EXERCISE BRIEF - When you reach the line in the data below that contains "compact form (22,61).", please start repeating lines exactly, and stop after the line that contains "compact form (3,212).", repeating nothing else.

Image point grounding data
[Start of Attachment]
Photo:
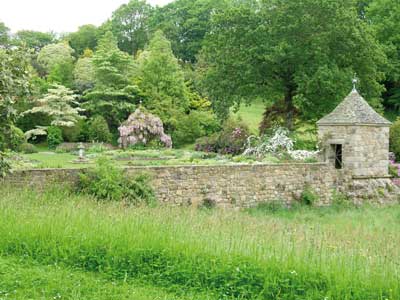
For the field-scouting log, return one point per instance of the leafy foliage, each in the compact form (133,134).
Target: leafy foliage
(85,38)
(84,77)
(231,140)
(129,24)
(5,166)
(62,73)
(194,125)
(4,34)
(54,54)
(185,23)
(60,105)
(142,128)
(107,182)
(279,144)
(298,55)
(27,148)
(98,130)
(161,80)
(33,39)
(114,96)
(14,84)
(54,137)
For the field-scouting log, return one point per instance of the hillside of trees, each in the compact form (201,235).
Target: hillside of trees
(193,62)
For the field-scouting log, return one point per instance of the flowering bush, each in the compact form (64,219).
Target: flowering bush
(231,140)
(142,128)
(279,144)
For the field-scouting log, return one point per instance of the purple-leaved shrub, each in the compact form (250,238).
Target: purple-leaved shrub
(141,128)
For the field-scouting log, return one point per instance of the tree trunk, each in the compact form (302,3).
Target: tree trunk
(289,108)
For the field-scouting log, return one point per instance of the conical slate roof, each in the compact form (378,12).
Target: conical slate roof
(354,110)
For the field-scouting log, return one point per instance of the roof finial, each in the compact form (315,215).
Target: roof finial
(355,81)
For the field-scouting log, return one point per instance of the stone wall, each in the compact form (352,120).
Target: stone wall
(237,185)
(229,185)
(365,148)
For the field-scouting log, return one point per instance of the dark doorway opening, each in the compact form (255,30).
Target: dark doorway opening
(338,156)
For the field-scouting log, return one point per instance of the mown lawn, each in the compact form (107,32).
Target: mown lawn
(325,253)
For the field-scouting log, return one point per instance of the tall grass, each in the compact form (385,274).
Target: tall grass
(313,254)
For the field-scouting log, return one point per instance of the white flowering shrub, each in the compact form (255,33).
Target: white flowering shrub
(142,128)
(279,144)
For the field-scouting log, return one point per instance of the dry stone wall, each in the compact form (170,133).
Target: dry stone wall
(227,186)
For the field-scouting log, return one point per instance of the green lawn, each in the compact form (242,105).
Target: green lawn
(167,157)
(265,253)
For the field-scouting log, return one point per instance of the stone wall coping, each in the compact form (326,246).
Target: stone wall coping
(181,166)
(354,124)
(358,177)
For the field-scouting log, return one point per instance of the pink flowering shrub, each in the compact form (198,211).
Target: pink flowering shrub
(142,128)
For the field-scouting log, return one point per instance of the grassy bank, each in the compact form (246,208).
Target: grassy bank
(309,254)
(26,279)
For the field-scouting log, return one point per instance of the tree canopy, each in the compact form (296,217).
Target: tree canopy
(129,24)
(298,56)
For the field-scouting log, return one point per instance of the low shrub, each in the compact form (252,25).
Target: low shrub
(73,134)
(27,148)
(108,182)
(207,144)
(98,130)
(193,126)
(54,137)
(231,140)
(97,148)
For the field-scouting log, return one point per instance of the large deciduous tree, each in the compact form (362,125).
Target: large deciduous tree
(85,38)
(113,96)
(384,16)
(60,105)
(55,54)
(129,24)
(162,81)
(33,39)
(298,56)
(185,23)
(14,84)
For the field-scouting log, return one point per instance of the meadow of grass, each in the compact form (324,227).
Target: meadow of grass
(26,279)
(301,254)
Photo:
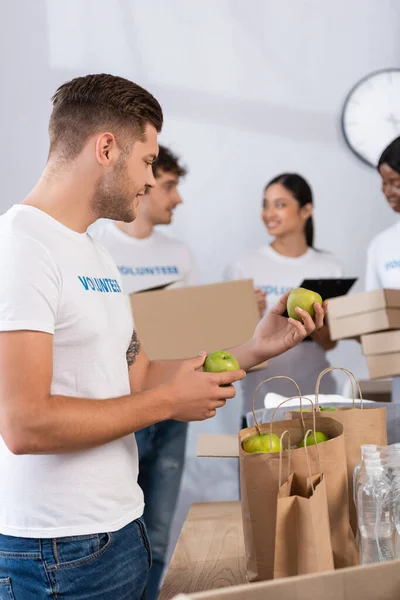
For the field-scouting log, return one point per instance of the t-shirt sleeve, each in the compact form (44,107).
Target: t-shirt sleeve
(372,280)
(233,273)
(30,288)
(192,275)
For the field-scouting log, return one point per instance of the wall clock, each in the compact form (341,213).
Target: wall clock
(371,114)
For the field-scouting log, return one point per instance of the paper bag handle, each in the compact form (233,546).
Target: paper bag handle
(301,398)
(286,432)
(258,387)
(308,458)
(349,374)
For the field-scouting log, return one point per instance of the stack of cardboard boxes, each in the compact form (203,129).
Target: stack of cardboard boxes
(375,318)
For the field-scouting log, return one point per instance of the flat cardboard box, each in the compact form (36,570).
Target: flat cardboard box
(370,582)
(383,354)
(179,323)
(368,312)
(381,343)
(384,365)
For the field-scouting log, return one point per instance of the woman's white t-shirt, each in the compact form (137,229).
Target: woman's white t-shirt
(383,260)
(275,274)
(61,282)
(383,271)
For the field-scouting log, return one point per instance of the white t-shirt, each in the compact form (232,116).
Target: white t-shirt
(152,262)
(275,274)
(383,260)
(61,282)
(383,271)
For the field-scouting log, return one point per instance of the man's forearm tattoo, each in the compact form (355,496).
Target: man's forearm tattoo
(133,350)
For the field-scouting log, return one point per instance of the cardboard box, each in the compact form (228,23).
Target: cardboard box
(368,312)
(383,353)
(370,582)
(381,343)
(179,323)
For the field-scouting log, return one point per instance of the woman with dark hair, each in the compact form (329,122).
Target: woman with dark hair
(383,257)
(282,265)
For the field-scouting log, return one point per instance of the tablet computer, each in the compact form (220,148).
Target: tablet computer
(329,288)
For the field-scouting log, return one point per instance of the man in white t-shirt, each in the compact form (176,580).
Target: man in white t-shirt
(383,256)
(74,383)
(147,259)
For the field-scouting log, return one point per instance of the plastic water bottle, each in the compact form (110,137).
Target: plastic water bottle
(375,518)
(395,471)
(367,450)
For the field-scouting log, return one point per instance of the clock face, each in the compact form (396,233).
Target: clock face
(371,115)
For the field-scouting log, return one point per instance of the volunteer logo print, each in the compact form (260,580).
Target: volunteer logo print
(97,284)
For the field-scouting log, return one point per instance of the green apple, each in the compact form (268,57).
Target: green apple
(320,437)
(220,361)
(262,443)
(302,298)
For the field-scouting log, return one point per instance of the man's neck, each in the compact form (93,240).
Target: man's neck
(292,245)
(140,228)
(65,196)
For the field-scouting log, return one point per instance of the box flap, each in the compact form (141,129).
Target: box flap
(355,304)
(217,445)
(367,582)
(363,323)
(179,323)
(381,343)
(384,365)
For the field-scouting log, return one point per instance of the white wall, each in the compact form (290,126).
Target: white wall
(249,89)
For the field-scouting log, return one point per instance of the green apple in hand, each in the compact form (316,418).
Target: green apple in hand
(220,361)
(262,443)
(319,436)
(302,298)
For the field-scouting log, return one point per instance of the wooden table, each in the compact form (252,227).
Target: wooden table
(210,551)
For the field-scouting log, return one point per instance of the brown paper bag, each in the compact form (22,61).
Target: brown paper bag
(259,484)
(361,426)
(302,535)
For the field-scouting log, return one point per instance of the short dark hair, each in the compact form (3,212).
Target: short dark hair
(168,162)
(86,105)
(391,156)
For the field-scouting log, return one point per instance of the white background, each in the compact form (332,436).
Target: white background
(249,89)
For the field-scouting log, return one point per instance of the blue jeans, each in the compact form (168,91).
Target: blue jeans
(109,566)
(161,459)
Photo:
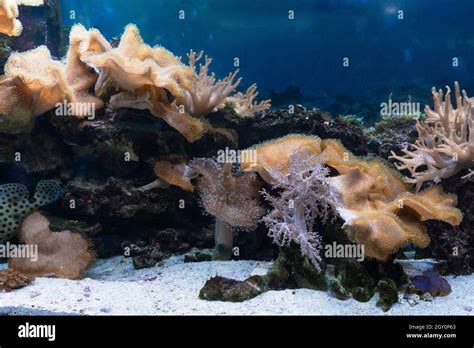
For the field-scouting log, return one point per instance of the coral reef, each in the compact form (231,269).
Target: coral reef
(15,203)
(11,279)
(445,145)
(273,157)
(206,94)
(432,283)
(62,254)
(244,104)
(378,209)
(223,289)
(172,172)
(232,199)
(9,24)
(305,195)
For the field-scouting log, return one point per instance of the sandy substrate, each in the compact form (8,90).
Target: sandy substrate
(114,287)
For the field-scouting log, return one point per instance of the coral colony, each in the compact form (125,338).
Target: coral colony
(306,188)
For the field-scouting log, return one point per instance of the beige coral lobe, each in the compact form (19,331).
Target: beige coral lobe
(62,254)
(374,201)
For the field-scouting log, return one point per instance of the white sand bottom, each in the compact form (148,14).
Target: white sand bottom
(114,287)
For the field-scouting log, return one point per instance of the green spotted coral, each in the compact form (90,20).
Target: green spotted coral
(15,203)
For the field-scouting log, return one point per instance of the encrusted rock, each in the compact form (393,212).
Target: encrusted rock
(230,290)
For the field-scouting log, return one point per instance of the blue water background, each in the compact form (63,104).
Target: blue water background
(386,55)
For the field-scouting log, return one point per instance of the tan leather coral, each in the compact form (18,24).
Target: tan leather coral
(9,24)
(378,209)
(148,78)
(80,77)
(32,85)
(62,254)
(373,200)
(43,76)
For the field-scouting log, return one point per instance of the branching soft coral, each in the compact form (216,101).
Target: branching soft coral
(445,145)
(244,104)
(9,24)
(305,195)
(62,254)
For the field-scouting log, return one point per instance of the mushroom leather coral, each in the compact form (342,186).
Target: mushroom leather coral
(230,198)
(62,254)
(9,24)
(148,78)
(274,155)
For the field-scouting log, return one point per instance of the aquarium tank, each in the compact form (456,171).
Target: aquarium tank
(236,157)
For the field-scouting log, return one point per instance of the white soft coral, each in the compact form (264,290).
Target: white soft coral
(305,195)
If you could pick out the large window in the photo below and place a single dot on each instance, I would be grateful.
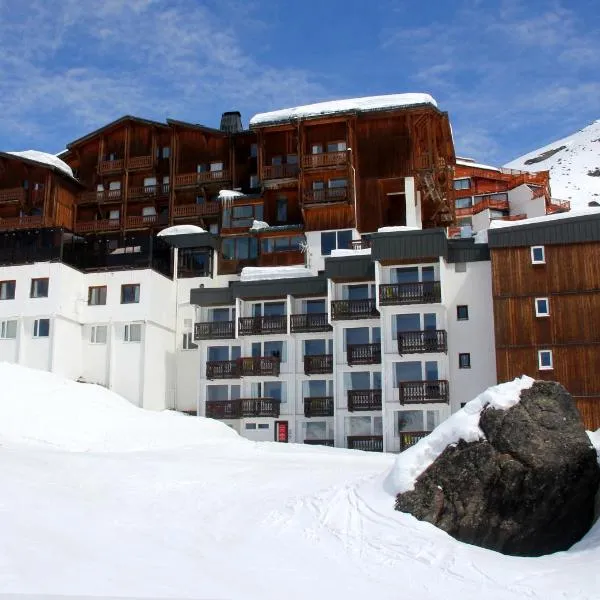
(7, 290)
(332, 240)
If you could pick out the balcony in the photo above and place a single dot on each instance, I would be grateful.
(367, 443)
(149, 191)
(262, 325)
(423, 392)
(324, 159)
(426, 292)
(364, 400)
(243, 408)
(318, 364)
(196, 179)
(257, 366)
(318, 407)
(422, 342)
(223, 369)
(342, 310)
(214, 330)
(97, 226)
(205, 209)
(102, 197)
(329, 443)
(26, 222)
(280, 171)
(310, 322)
(12, 195)
(363, 354)
(410, 438)
(326, 196)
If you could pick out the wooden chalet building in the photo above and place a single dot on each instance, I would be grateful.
(546, 294)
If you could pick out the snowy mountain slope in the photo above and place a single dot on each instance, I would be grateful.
(574, 165)
(220, 517)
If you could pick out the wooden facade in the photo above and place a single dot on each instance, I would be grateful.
(570, 280)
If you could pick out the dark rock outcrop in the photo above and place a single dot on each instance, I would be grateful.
(526, 490)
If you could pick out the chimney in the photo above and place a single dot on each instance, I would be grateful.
(231, 122)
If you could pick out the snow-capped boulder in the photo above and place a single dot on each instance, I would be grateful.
(526, 488)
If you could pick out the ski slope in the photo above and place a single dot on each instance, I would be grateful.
(99, 498)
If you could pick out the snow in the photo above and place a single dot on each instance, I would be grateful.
(463, 424)
(366, 104)
(569, 166)
(266, 273)
(180, 230)
(583, 212)
(102, 499)
(45, 158)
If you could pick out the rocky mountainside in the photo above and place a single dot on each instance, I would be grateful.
(574, 165)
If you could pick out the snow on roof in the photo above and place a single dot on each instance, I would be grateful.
(267, 273)
(463, 424)
(589, 211)
(180, 230)
(367, 104)
(45, 158)
(470, 163)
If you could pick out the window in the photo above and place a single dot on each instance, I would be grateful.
(39, 288)
(7, 290)
(545, 360)
(542, 307)
(130, 293)
(8, 330)
(281, 208)
(538, 255)
(133, 332)
(41, 328)
(97, 295)
(462, 184)
(331, 240)
(98, 334)
(464, 360)
(462, 312)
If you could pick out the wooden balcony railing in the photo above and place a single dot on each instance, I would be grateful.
(422, 342)
(96, 226)
(243, 408)
(329, 443)
(149, 191)
(325, 159)
(309, 322)
(262, 325)
(194, 179)
(110, 166)
(410, 438)
(363, 354)
(101, 197)
(26, 222)
(423, 392)
(254, 366)
(364, 400)
(367, 443)
(426, 292)
(318, 363)
(197, 210)
(280, 171)
(318, 407)
(223, 369)
(326, 196)
(12, 195)
(214, 330)
(353, 309)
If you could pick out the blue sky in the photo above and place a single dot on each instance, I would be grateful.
(513, 74)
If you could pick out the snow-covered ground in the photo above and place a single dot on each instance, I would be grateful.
(100, 498)
(570, 162)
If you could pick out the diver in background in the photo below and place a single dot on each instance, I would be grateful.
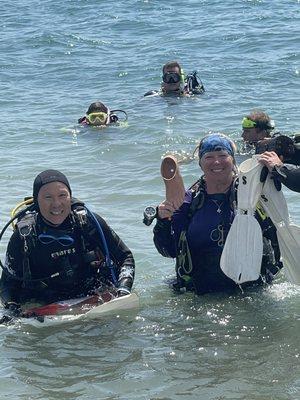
(61, 250)
(175, 83)
(279, 153)
(98, 114)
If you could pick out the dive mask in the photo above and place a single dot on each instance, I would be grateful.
(97, 118)
(63, 240)
(171, 77)
(247, 123)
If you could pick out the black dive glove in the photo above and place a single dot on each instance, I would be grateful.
(263, 177)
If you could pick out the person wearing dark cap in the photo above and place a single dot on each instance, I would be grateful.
(60, 249)
(195, 233)
(280, 154)
(98, 114)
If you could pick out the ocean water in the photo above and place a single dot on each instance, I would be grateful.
(58, 57)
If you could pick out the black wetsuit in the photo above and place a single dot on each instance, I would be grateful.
(76, 269)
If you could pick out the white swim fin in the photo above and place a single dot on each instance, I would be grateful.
(170, 173)
(242, 254)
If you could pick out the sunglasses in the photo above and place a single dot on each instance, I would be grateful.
(64, 240)
(171, 77)
(97, 118)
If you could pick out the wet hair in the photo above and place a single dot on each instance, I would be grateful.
(172, 64)
(262, 120)
(97, 106)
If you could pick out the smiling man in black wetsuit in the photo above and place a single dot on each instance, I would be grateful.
(61, 250)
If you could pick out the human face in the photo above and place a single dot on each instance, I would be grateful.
(171, 87)
(54, 202)
(253, 135)
(217, 166)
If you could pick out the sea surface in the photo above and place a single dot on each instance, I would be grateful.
[End of Attachment]
SOLUTION -
For the field-scouting log, return one point per instance of the brown paper bag, each in the compact form (22,61).
Target: brown paper bag
(259,484)
(361,426)
(302,535)
For the field-scouting log, return one point per instance of the short dark hair, each in the compact form (3,212).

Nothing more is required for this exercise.